Each line of the records is to be copied verbatim.
======== Records shown
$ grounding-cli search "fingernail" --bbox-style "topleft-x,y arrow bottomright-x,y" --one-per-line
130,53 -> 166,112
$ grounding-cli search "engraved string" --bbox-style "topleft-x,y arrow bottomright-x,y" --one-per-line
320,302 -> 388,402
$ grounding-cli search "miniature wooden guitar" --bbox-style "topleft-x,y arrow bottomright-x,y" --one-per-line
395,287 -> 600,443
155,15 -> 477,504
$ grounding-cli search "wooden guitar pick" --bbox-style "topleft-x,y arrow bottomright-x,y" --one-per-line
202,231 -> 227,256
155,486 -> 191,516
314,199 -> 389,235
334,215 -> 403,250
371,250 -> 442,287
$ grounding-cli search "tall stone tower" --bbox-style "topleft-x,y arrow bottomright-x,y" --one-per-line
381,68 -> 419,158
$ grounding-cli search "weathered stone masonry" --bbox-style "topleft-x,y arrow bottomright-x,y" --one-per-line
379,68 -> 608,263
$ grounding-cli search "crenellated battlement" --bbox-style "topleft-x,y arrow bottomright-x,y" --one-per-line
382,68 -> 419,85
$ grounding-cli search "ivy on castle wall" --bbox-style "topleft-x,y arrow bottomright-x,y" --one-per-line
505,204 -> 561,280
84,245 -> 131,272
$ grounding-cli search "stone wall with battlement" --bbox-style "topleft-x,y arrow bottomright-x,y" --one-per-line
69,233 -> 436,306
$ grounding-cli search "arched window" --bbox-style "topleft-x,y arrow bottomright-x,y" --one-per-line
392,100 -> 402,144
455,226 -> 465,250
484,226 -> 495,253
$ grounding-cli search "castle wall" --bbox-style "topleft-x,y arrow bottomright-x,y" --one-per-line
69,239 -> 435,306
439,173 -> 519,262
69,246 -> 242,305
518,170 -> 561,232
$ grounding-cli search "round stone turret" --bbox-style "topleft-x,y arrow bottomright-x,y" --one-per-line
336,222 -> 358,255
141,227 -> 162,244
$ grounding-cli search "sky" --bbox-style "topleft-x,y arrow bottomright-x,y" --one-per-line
================
> **Response to the exercise**
$ grounding-cli search "fingernail" --bbox-style "topleft-x,y arrow bottomright-x,y" --one-per-line
130,53 -> 166,112
$ grounding-cli search "engraved string" --bbox-style "topleft-x,y arrow bottomright-x,y" --one-per-line
320,302 -> 388,402
$ grounding-cli search "miniature wooden guitar" --bbox-style "topleft-x,y arrow bottomright-x,y" --one-per-line
395,287 -> 600,443
155,15 -> 477,504
$ grounding-cli search "wooden guitar pick" --bbox-style "topleft-x,y arrow bottomright-x,y" --one-per-line
202,231 -> 227,256
155,486 -> 191,516
314,199 -> 389,235
334,215 -> 403,250
371,250 -> 442,287
$ grounding-cli search "tall stone tower" --bbox-style "topleft-x,y arrow bottomright-x,y" --one-per-line
381,68 -> 419,158
$ grounding-cli search "weathered stone masonry" --bbox-style "topleft-x,y arrow bottomright-x,y" --one-per-line
379,68 -> 608,263
$ grounding-cli search "crenellated battlement" --bbox-style "topleft-x,y arrow bottomright-x,y" --one-per-line
382,68 -> 419,85
$ grounding-cli search "ivy on castle wall" --bbox-style "topleft-x,y arrow bottomright-x,y" --one-per-line
505,204 -> 561,280
84,245 -> 131,272
$ grounding-cli search "stone wall with battlement" --bbox-style "topleft-x,y arrow bottomright-x,y" --one-per-line
69,233 -> 436,306
$ grounding-cli search "arched window" --bbox-style "topleft-x,y arrow bottomright-x,y" --one-per-line
392,100 -> 402,144
455,226 -> 465,250
484,226 -> 495,253
$ grounding-cli search "castle wall" --bbox-style "topleft-x,y arrow bottomright-x,y" --one-per-line
69,239 -> 435,306
439,173 -> 519,262
69,246 -> 242,305
518,170 -> 561,232
$ grounding-cli search "round stone turret" --bbox-style "topleft-x,y arrow bottomright-x,y" --one-per-line
336,222 -> 358,255
141,227 -> 162,244
$ grounding-cli search "sky" --bbox-style "topleft-x,y arrow bottomright-x,y" --one-per-line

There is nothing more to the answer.